**作業内容:**
以下のリストから、「decorative object on」を含む行に始まり「(292, 87), (387, 236)」を含む行で終わる範囲を、両端の行も含めて一字一句変えずに抜き出すこと。

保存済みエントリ
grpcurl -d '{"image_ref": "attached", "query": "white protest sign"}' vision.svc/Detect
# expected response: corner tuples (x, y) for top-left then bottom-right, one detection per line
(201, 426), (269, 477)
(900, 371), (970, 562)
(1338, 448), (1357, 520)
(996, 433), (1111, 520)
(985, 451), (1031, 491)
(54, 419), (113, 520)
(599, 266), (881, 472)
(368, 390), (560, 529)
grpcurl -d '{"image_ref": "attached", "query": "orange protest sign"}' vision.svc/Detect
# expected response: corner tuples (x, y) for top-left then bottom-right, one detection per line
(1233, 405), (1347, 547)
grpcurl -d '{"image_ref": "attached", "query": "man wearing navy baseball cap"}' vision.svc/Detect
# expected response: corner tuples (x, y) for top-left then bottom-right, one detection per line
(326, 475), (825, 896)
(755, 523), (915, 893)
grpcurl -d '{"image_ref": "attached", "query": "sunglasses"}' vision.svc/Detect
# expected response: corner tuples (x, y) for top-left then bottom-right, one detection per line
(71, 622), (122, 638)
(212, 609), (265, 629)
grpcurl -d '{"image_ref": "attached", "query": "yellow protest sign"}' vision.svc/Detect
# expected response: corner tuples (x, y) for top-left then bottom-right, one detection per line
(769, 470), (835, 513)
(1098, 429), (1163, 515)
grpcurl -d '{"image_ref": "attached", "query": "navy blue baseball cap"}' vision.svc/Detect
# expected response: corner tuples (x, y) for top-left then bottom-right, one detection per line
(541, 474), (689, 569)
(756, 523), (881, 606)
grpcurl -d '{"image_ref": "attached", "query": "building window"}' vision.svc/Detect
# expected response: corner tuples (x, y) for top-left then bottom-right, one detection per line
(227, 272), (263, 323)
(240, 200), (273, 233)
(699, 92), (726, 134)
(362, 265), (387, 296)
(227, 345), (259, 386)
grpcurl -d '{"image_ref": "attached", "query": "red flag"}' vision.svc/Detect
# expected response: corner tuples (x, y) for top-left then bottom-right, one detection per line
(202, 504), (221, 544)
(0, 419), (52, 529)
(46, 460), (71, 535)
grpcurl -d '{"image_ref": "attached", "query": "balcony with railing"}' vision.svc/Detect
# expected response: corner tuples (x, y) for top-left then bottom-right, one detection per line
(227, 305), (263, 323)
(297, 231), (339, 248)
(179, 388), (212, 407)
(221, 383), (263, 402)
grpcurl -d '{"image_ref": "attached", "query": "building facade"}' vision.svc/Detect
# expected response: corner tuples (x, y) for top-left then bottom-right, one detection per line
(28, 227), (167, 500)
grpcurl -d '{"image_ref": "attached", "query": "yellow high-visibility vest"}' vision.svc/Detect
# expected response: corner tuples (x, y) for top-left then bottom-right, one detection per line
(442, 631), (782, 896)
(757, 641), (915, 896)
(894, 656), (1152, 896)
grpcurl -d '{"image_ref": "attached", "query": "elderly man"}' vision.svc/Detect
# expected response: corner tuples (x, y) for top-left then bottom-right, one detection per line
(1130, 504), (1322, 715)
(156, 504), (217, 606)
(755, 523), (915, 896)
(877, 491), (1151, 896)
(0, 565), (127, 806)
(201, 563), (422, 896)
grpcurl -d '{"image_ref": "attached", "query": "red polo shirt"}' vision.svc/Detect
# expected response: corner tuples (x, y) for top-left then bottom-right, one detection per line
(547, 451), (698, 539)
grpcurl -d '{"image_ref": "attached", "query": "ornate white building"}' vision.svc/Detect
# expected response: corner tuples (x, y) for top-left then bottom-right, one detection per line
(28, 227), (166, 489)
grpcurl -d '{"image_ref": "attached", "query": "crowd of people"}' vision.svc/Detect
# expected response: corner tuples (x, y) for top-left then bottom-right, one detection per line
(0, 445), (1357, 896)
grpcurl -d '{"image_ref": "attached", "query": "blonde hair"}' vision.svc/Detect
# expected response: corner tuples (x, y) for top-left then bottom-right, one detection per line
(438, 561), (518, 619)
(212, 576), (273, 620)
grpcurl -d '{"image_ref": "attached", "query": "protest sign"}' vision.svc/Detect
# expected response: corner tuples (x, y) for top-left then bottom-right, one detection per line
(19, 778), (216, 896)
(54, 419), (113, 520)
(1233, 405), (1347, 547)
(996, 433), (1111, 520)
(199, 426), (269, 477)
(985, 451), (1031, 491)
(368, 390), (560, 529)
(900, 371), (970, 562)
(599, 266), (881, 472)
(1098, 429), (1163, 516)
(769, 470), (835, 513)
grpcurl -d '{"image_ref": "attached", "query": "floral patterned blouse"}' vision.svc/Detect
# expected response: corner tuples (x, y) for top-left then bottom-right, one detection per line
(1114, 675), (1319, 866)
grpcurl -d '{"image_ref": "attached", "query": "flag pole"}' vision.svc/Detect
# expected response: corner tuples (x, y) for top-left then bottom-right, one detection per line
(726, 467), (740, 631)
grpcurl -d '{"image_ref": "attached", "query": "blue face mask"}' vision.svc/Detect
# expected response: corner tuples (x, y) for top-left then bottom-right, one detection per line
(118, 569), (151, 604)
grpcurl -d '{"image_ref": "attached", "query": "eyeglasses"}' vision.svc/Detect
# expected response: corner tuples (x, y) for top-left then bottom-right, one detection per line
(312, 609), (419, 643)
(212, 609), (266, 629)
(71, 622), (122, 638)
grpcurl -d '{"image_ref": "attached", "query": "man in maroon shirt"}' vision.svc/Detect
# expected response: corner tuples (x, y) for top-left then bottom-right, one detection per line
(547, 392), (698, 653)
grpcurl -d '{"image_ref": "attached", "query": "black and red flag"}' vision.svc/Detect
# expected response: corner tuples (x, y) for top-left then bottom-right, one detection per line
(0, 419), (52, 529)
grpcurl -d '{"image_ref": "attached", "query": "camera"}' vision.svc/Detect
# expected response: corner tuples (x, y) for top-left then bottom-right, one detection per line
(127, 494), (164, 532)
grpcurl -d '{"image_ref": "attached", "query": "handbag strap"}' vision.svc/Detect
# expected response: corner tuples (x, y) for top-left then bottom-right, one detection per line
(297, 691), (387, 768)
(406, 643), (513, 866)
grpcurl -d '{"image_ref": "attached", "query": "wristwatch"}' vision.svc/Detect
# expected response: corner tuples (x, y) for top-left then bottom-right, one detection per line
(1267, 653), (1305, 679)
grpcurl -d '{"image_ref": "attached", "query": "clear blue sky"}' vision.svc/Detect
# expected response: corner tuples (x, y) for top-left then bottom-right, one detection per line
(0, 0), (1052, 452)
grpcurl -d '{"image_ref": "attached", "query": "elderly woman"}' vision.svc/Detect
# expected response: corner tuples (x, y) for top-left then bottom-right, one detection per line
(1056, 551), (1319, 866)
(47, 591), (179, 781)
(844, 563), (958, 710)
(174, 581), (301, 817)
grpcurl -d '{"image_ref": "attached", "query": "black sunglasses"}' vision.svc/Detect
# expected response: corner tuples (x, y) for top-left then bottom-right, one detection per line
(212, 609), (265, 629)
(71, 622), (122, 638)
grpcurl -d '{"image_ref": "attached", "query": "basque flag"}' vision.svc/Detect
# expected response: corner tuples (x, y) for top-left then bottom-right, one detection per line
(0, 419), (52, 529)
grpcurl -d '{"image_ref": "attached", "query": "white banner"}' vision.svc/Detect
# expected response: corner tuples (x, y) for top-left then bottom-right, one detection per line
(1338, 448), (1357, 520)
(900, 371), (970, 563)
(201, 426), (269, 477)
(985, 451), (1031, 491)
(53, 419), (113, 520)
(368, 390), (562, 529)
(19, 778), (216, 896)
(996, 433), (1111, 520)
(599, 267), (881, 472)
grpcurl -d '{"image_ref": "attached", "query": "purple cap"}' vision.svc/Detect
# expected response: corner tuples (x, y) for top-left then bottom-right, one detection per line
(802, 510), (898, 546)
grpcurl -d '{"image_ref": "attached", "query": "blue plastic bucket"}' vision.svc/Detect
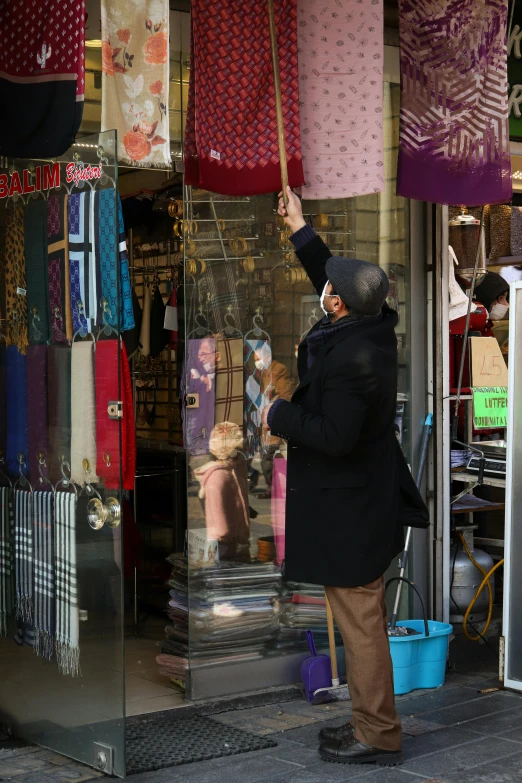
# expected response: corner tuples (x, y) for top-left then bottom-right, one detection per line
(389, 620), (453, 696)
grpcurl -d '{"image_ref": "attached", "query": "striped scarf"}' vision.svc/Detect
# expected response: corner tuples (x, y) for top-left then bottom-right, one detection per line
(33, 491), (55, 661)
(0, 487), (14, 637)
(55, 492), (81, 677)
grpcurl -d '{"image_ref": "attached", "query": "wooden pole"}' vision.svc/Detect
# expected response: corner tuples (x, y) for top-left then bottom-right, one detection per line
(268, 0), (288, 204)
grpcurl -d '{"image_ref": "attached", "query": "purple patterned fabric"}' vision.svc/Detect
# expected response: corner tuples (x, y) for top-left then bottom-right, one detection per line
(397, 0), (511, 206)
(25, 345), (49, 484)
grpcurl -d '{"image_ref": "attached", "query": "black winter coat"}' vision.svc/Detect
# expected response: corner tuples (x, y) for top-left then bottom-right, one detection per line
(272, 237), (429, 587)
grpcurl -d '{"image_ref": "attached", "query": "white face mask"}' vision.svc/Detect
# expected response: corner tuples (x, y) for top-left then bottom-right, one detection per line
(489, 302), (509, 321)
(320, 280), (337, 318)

==

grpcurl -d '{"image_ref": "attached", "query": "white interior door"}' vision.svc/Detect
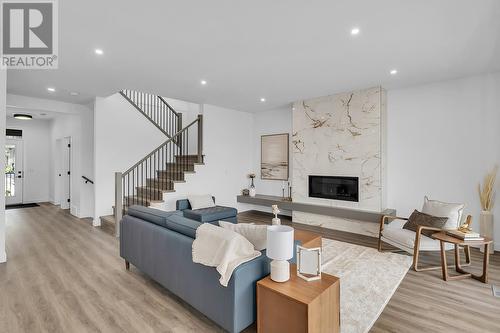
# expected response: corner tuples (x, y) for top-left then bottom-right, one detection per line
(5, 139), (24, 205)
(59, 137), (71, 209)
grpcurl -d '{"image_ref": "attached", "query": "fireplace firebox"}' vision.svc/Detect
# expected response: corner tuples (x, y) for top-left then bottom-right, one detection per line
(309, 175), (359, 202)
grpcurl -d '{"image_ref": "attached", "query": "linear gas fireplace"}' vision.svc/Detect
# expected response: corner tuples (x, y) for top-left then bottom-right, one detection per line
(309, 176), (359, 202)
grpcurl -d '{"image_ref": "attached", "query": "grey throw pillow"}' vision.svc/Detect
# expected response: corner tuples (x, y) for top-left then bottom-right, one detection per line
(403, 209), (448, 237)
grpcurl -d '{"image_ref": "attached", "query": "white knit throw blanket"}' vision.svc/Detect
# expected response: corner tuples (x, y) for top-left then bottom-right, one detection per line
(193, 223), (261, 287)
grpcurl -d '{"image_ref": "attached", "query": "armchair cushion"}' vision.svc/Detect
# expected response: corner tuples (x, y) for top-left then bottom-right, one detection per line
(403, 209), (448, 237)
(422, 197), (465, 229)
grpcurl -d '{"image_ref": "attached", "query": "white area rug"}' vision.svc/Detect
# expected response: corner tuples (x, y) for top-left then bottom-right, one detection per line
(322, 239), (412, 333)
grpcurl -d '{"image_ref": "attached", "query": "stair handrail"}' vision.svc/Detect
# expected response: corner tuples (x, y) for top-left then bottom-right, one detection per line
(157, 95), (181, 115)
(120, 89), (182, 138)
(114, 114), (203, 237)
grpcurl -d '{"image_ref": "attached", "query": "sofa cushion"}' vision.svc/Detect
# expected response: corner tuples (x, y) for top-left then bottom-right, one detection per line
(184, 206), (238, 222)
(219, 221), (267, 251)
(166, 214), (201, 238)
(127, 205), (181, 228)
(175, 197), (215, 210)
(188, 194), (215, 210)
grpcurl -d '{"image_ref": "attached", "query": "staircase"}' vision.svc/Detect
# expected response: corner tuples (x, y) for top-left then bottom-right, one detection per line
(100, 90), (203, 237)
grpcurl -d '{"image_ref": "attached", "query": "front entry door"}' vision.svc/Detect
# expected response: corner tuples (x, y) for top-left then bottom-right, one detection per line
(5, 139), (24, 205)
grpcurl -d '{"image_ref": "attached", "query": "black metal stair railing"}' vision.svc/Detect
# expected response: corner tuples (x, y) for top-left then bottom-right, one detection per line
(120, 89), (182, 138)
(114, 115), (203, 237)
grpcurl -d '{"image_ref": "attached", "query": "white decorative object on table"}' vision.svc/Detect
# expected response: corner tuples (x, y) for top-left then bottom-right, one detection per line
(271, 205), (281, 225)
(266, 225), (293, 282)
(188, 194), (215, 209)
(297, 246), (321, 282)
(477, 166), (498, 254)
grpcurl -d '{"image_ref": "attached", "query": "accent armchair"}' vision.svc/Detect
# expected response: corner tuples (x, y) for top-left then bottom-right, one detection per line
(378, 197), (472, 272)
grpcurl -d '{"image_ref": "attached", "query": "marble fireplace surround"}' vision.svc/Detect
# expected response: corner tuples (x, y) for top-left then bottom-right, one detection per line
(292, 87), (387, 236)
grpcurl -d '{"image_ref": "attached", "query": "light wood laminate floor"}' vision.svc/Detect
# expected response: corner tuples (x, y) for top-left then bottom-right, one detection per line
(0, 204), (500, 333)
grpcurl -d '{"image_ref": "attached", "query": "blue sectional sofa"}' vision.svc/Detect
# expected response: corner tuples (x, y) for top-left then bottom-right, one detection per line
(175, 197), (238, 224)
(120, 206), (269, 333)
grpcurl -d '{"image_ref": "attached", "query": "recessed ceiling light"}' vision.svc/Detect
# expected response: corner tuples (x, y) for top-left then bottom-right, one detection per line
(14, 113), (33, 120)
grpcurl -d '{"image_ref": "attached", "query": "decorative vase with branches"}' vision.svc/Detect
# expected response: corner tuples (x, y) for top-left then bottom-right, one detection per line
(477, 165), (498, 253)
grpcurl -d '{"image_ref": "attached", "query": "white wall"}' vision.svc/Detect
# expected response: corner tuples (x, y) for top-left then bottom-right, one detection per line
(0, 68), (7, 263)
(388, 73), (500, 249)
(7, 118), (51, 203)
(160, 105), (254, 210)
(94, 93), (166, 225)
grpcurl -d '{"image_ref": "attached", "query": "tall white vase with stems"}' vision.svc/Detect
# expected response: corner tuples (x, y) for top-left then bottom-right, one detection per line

--

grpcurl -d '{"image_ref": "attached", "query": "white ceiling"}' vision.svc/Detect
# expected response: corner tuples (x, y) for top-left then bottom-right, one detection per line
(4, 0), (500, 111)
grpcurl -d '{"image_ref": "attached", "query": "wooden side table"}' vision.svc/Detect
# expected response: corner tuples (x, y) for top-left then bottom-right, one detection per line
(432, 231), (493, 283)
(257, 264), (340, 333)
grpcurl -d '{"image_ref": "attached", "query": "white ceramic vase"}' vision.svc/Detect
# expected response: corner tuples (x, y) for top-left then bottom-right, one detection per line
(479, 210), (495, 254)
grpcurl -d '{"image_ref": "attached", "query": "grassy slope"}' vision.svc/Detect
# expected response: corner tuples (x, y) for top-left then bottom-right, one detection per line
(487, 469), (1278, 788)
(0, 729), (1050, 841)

**解答例:**
grpcurl -d '{"image_ref": "attached", "query": "white decorative object on table"}' vision.svc/Detect
# expected response: corner tuples (x, y) for top-left then bottom-right, one detection per line
(271, 205), (281, 225)
(266, 225), (293, 282)
(188, 194), (215, 209)
(297, 246), (321, 282)
(477, 166), (498, 254)
grpcurl -d '{"image_ref": "attached", "query": "accent armchair"}' vision.svc/Detect
# expected response: corner tuples (x, y) for top-left then bottom-right, one detection per line
(378, 197), (472, 272)
grpcurl -d '{"image_ref": "attached", "query": "marble fireplace surround"}' vision.svc/Detect
# expected response: corner tuples (x, y) for top-left then bottom-right, one detection per line
(292, 87), (387, 236)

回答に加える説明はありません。